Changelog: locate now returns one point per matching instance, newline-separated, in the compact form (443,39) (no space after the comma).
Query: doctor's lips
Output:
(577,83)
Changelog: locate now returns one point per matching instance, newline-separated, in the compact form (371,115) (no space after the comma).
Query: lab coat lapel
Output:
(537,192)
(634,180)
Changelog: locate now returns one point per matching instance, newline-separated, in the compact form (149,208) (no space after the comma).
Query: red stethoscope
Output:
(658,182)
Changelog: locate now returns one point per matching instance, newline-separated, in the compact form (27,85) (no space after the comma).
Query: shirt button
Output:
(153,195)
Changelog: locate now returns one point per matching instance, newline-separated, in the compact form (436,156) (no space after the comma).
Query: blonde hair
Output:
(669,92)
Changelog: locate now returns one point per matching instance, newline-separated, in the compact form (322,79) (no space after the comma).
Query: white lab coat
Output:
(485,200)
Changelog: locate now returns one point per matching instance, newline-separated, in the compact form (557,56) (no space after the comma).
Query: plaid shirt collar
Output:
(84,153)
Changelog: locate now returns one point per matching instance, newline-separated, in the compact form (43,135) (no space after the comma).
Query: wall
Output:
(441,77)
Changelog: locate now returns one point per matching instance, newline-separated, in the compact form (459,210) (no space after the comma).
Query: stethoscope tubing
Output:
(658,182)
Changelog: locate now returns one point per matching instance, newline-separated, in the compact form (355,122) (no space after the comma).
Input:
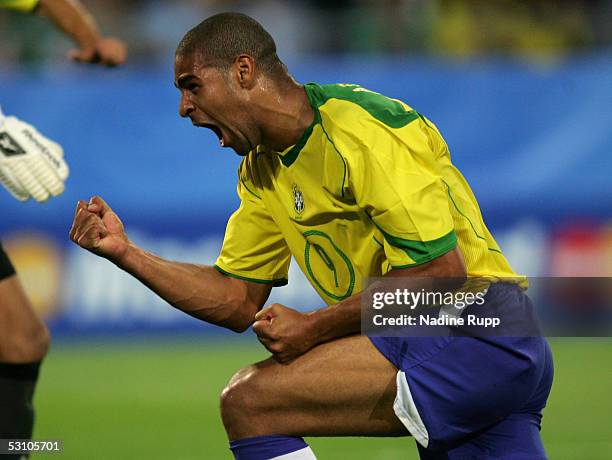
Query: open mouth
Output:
(215,129)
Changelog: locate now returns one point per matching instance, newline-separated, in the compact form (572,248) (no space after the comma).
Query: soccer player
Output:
(32,166)
(352,184)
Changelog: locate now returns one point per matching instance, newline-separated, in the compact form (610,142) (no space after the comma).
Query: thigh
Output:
(20,326)
(343,387)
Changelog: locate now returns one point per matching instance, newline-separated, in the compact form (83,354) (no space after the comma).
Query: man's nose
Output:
(185,107)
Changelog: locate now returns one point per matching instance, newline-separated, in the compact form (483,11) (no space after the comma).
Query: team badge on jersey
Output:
(298,199)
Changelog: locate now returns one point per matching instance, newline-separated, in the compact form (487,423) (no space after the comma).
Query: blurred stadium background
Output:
(522,91)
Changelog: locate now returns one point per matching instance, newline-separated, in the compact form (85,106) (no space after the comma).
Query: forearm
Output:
(73,19)
(199,291)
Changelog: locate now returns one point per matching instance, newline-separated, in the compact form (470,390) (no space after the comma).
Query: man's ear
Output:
(245,70)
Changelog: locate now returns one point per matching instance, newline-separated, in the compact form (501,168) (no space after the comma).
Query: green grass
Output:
(159,400)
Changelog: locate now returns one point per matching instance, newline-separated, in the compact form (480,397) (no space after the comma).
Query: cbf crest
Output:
(298,199)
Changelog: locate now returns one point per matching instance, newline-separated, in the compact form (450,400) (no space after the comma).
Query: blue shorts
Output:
(473,398)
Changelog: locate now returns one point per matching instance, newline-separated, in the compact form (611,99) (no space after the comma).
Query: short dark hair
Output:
(223,37)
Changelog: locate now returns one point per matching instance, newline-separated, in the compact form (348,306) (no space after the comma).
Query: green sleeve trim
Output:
(389,111)
(275,282)
(448,189)
(249,190)
(289,158)
(386,110)
(423,251)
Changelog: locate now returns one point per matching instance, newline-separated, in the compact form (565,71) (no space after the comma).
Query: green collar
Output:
(290,154)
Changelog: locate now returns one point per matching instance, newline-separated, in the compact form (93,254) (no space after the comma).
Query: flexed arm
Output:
(71,17)
(198,290)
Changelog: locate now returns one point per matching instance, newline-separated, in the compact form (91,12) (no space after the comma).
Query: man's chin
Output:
(242,150)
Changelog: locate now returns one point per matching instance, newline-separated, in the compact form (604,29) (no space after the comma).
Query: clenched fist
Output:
(98,229)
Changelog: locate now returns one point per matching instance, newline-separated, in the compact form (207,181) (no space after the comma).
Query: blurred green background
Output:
(159,400)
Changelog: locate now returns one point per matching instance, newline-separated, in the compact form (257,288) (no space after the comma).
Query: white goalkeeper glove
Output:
(31,166)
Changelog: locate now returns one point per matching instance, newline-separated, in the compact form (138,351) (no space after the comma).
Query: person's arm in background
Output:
(71,17)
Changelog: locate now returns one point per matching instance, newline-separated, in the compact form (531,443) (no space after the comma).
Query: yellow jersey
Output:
(25,6)
(369,187)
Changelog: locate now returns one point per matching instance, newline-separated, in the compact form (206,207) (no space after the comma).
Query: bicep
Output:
(449,265)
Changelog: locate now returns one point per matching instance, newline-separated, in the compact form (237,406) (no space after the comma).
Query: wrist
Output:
(317,326)
(126,257)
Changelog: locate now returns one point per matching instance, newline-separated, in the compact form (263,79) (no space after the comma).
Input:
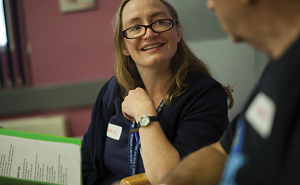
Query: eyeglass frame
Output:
(174,22)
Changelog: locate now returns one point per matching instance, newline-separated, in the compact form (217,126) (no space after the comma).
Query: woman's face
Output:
(152,49)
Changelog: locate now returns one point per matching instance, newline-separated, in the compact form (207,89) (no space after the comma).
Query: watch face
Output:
(144,121)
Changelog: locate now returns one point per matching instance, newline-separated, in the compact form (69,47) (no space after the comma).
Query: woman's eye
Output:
(135,28)
(160,22)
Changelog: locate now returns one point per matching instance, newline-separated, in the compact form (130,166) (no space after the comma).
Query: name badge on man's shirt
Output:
(114,131)
(260,114)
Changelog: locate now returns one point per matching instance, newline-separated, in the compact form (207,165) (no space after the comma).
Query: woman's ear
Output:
(178,33)
(124,49)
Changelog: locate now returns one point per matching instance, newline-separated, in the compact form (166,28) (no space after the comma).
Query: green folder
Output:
(4,180)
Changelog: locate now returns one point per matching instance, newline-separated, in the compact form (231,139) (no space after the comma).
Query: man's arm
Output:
(205,166)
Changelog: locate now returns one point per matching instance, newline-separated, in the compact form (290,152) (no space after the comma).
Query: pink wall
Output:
(70,47)
(67,48)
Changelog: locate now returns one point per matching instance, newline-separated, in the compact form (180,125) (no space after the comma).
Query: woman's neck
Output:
(156,85)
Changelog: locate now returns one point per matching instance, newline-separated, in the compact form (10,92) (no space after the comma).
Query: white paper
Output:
(38,160)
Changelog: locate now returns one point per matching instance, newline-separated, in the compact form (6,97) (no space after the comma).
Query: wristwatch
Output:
(146,120)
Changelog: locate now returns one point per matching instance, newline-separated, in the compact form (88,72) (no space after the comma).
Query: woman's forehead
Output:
········
Rewrite all of the material above as a numbered list, skipping any blank lines and omitting the pictures.

Answer to this problem ::
1. Changelog: locate now returns one point per matching instance, newline-separated, in the compact form (443,39) (no space after the comma).
2. Query: doctor's lips
3. Output:
4. (577,83)
5. Changelog: locate now returns one point per matching instance, newline-separated, in the compact form (371,115) (no space after the comma).
6. Query: lab coat lapel
7. Output:
8. (537,192)
9. (634,180)
10. Changelog: locate now returns one point per matching instance, newline-separated, in the compact form (149,208) (no space after the comma).
11. Query: red stethoscope
12. Output:
13. (658,182)
14. Changelog: locate now returns one point per matching instance, newline-separated, in the compact form (27,85) (no space after the comma).
15. Query: shirt button
16. Output:
17. (153,195)
18. Changelog: locate now returns one point per matching instance, newline-separated, in the compact form (436,156) (no space after the comma).
19. Query: blonde hair
20. Output:
21. (669,92)
22. Changelog: locate now returns one point per matching instance, newline-separated, in the compact form (322,79) (no space after the comma).
23. Query: white lab coat
24. Output:
25. (485,200)
26. Changelog: locate now returns one point per matching instance, newline-separated, in the compact form (557,56) (no space after the comma).
27. Query: plaid shirt collar
28. Output:
29. (84,153)
30. Changelog: locate now returns one point per matching instance, newline-separated, in the compact form (43,135) (no space after the comma).
31. Query: wall
32. Output:
33. (441,77)
34. Changelog: locate now returns one point per matching instance, newline-separated, in the compact form (459,210) (no space after the comma).
35. Query: stethoscope tubing
36. Output:
37. (658,182)
38. Changelog: locate now returns one point per matching instance, newline-separated, in the compact form (355,122) (no space after the comma).
39. Input:
40. Query: open mouth
41. Output:
42. (215,129)
43. Changelog: locate now returns one point per matching instance, newline-separated, in the compact form (572,248) (no space after the comma).
44. Query: soccer player
45. Output:
46. (32,166)
47. (352,184)
48. Changelog: locate now returns one point per matching instance, newline-separated, in the compact form (610,142) (no space after the comma).
49. Query: thigh
50. Output:
51. (20,326)
52. (343,387)
53. Changelog: locate now returns one point per matching instance, newline-separated, in the compact form (83,354) (no space after the comma).
54. Query: man's nose
55. Output:
56. (185,107)
57. Changelog: locate now returns one point per matching instance, newline-separated, in the compact form (483,11) (no space after the comma).
58. Query: team badge on jersey
59. Output:
60. (298,199)
61. Changelog: locate now returns one point per matching instance, newline-separated, in the compact form (487,423) (no space after the comma).
62. Query: blurred stadium background
63. Output:
64. (522,91)
65. Changelog: locate now returns one point per matching instance, newline-separated, in the compact form (85,106) (no space after the comma).
66. Query: forearm
67. Output:
68. (73,19)
69. (199,291)
70. Changelog: locate now returns one point per matching instance, newline-separated, in the compact form (470,390) (no space after the comma).
71. Query: man's ear
72. Output:
73. (245,70)
74. Changelog: locate now returns one point per matching instance, newline-separated, in the compact form (501,168) (no space after the comma).
75. Query: green grass
76. Output:
77. (159,400)
78. Changelog: locate now returns one point per matching instance, newline-separated, in the compact form (480,397) (no space after the comma).
79. Query: cbf crest
80. Output:
81. (298,199)
82. Changelog: locate now returns one point per matching instance, newline-separated, in the compact form (450,400) (no space after the comma).
83. Query: blue shorts
84. Output:
85. (473,398)
86. Changelog: locate now returns one point per matching instance, newline-separated, in the compact form (611,99) (no space after the comma).
87. Query: short dark hair
88. Output:
89. (223,37)
90. Changelog: locate now returns one point per matching instance, newline-separated, in the compact form (348,306) (no space after the comma).
91. Query: green sleeve trim
92. Output:
93. (389,111)
94. (275,282)
95. (448,189)
96. (249,190)
97. (289,158)
98. (386,110)
99. (423,251)
100. Changelog: locate now returns one point per matching instance, newline-separated, in the compact form (565,71) (no space after the comma).
101. Query: green collar
102. Output:
103. (290,154)
104. Changelog: locate now returns one point per matching instance, newline-separated, in the compact form (93,254) (no space after the comma).
105. Query: flexed arm
106. Output:
107. (71,17)
108. (198,290)
109. Changelog: locate now returns one point per matching instance, newline-separated, in the compact form (91,12) (no space after the comma).
110. Query: man's chin
111. Output:
112. (242,150)
113. Changelog: locate now returns one point per matching instance, newline-separated, in the compact form (604,29) (no space after the comma).
114. Query: clenched fist
115. Output:
116. (98,229)
117. Changelog: locate now returns one point per matching instance, newline-separated, in the compact form (207,181) (no space after the comma).
118. Query: blurred green background
119. Output:
120. (159,400)
121. Changelog: locate now returns one point per matching instance, newline-separated, in the compact form (257,288) (no space after the comma).
122. Query: white goalkeeper glove
123. Output:
124. (31,166)
125. Changelog: locate now returns one point per matching instance, newline-separated, in the compact form (138,351) (no space after the comma).
126. Query: person's arm in background
127. Output:
128. (71,17)
129. Changelog: locate now returns one point per matching instance, newline-separated, in the compact form (531,443) (no space after the comma).
130. Query: yellow jersey
131. Output:
132. (25,6)
133. (369,187)
134. Changelog: locate now returns one point per matching instance, newline-separated, in the compact form (206,207) (no space after the comma).
135. Query: bicep
136. Output:
137. (449,265)
138. Changelog: locate now returns one point per matching instance, newline-separated, in the compact form (237,406) (no space after the comma).
139. Query: wrist
140. Output:
141. (317,326)
142. (126,257)
143. Changelog: locate now returns one point per matching instance, newline-separated, in the compact form (263,79) (no space after the comma).
144. Input:
145. Query: eyeglass frame
146. Output:
147. (174,22)
148. Changelog: locate now returns one point per matching instance, newline-separated, in the compact form (217,126) (no space after the comma).
149. Query: woman's face
150. Output:
151. (152,49)
152. Changelog: locate now returns one point per matching instance, newline-separated, in the compact form (207,89) (no space after the comma).
153. Query: watch face
154. Output:
155. (144,121)
156. Changelog: locate now returns one point per matching instance, newline-separated, in the compact form (69,47) (no space after the comma).
157. Query: woman's eye
158. Output:
159. (135,28)
160. (160,22)
161. Changelog: locate now returns one point per matching instance, newline-separated, in the compact form (130,166) (no space after the comma).
162. Query: name badge on man's shirt
163. Output:
164. (114,131)
165. (260,114)
166. Changelog: locate now returns one point per matching instance, newline-separated, in the compact form (207,165) (no space after the comma).
167. Query: woman's ear
168. Output:
169. (178,33)
170. (124,49)
171. Changelog: locate now returns one point per matching instance, newline-separated, in the compact form (166,28) (no space after the comma).
172. Query: green folder
173. Output:
174. (4,180)
175. Changelog: locate now returns one point per matching instance, newline-separated, in the compact form (231,139) (no space after the comma).
176. Query: man's arm
177. Output:
178. (205,166)
179. Changelog: locate now returns one point per matching instance, newline-separated, in the compact form (290,152) (no space after the comma).
180. Query: pink wall
181. Output:
182. (70,47)
183. (67,48)
184. Changelog: locate now returns one point per matching instance, newline-separated, in the compact form (180,125) (no space after the comma).
185. Query: woman's neck
186. Output:
187. (156,85)
188. Changelog: locate now returns one point per matching instance, newline-separated, in the compact form (10,92) (no space after the comma).
189. Query: white paper
190. Output:
191. (38,160)
192. Changelog: locate now returns one point per matching instance, newline-separated, in the compact form (6,97) (no space after the comma).
193. Query: wristwatch
194. Output:
195. (146,120)
196. Changelog: locate now returns one point per matching instance, newline-separated, in the compact form (88,72) (no space after the comma).
197. Query: woman's forehead
198. Output:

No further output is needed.